> _What is being asked_:
Omit the pictures and output every entry below exactly as written.

———

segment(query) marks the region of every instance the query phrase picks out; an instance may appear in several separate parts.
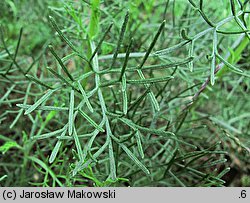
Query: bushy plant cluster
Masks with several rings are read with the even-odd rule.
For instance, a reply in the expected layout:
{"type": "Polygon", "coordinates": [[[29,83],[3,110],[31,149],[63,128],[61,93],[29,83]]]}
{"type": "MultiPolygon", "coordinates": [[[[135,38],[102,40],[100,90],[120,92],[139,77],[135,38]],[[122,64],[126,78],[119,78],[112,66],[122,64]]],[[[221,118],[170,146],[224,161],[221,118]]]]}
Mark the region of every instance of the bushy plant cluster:
{"type": "Polygon", "coordinates": [[[249,0],[34,2],[0,3],[1,185],[249,186],[249,0]]]}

———

> _Answer to the exercise_:
segment(query) marks the region of every instance the query phrase picks out; an instance may appear in several separate parts.
Query: bushy plant cluster
Masks with several rings are read with the even-odd rule.
For instance, a reply in the expected layout:
{"type": "Polygon", "coordinates": [[[29,83],[3,110],[31,149],[63,128],[61,93],[29,83]]]}
{"type": "MultiPolygon", "coordinates": [[[[135,38],[102,40],[100,90],[120,92],[139,77],[135,38]],[[122,64],[126,78],[119,78],[112,66],[122,64]]],[[[221,118],[170,146],[224,161],[221,118]]]]}
Mark the region of every instance of the bushy plant cluster:
{"type": "Polygon", "coordinates": [[[249,0],[34,2],[0,3],[1,185],[249,186],[249,0]]]}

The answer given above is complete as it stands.